== WHAT IS NEEDED ==
Write each line out a second time, exactly as shown below.
++++ GIVEN RECORDS ++++
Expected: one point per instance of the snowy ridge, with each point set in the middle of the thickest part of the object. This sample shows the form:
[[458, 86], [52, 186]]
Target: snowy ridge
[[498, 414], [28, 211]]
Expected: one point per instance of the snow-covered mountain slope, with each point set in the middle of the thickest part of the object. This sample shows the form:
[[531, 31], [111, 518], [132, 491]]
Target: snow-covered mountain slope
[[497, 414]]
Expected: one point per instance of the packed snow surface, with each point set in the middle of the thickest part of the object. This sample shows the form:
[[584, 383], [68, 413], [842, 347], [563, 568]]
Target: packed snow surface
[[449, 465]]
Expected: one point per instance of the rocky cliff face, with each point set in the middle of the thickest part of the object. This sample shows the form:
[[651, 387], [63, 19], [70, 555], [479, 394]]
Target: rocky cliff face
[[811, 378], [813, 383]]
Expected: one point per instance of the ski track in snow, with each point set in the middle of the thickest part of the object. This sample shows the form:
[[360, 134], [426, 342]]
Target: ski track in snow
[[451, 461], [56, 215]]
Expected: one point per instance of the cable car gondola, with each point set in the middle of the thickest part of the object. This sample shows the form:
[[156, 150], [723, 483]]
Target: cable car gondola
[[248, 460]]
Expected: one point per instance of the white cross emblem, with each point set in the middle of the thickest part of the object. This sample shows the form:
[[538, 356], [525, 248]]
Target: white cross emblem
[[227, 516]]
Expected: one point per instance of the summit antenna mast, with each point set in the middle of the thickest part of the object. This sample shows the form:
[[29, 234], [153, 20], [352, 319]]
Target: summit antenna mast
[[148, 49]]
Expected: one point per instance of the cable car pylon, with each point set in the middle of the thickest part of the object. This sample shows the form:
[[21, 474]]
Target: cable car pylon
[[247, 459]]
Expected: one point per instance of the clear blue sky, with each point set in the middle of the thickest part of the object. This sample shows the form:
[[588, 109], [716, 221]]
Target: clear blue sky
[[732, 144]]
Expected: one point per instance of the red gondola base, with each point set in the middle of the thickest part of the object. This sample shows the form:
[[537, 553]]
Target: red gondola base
++++
== RESPONSE AREA ==
Expected: one point per instance of the snowy ridge, with each point set in the middle of the thickest part of the object. This sample shows the form:
[[458, 86], [52, 186]]
Target: snowy ridge
[[498, 414], [28, 211]]
Expected: one point per instance of the snow-covered mountain slope, with each point set in the middle of the thickest part of the object. This sample shows the form:
[[531, 31], [111, 518], [132, 491]]
Target: snow-covered mountain slope
[[497, 414]]
Expected: one point per instance of the packed snow surface, with each point set in the middle of the thickest part of the object. This sample shows the form:
[[584, 383], [68, 413], [842, 347], [563, 568]]
Target: packed snow surface
[[449, 465]]
Expected: one point per instance of the rocky cliff face, with each point set in the middle of the thickest part of the object. This sample shows the form:
[[651, 387], [63, 19], [70, 555], [479, 394]]
Target: rocky cliff face
[[811, 378], [813, 383]]
Expected: one point per instance of the ski track in snow, with each point set in the middle of the thickest part of the object. This sample shows the form:
[[360, 134], [426, 342]]
Target: ski track in snow
[[451, 461], [56, 215]]
Expected: one point per instance of the cable car gondola, with each point set in the middle of the thickest part of the object. This sample shows the form:
[[156, 150], [723, 483]]
Target: cable car gondola
[[248, 460]]
Expected: one point per instance of the white cross emblem, with each point set in the middle of the thickest part of the object. This sample shows the form:
[[538, 356], [525, 248]]
Target: white cross emblem
[[227, 516]]
Expected: one point per instance of the summit antenna mast, with each point set in the middle of the thickest part of the object. This sample shows the form:
[[29, 234], [153, 20], [352, 319]]
Target: summit antenna mast
[[148, 49]]
Expected: one point per instance of the cable car pylon, with each point set in the middle of the thickest part of the object. This sample shows the form:
[[21, 474]]
Target: cable car pylon
[[247, 459]]
Expected: one point per instance of the clear blue sky, with each point set in the middle of the thickest part of the object. This sample shows the form:
[[588, 109], [716, 221]]
Target: clear blue sky
[[732, 144]]
Expected: one point per instance of the red gondola base, with each point set in the middle of the thickest part of the object. This sample shows the form:
[[537, 553]]
Target: red gondola base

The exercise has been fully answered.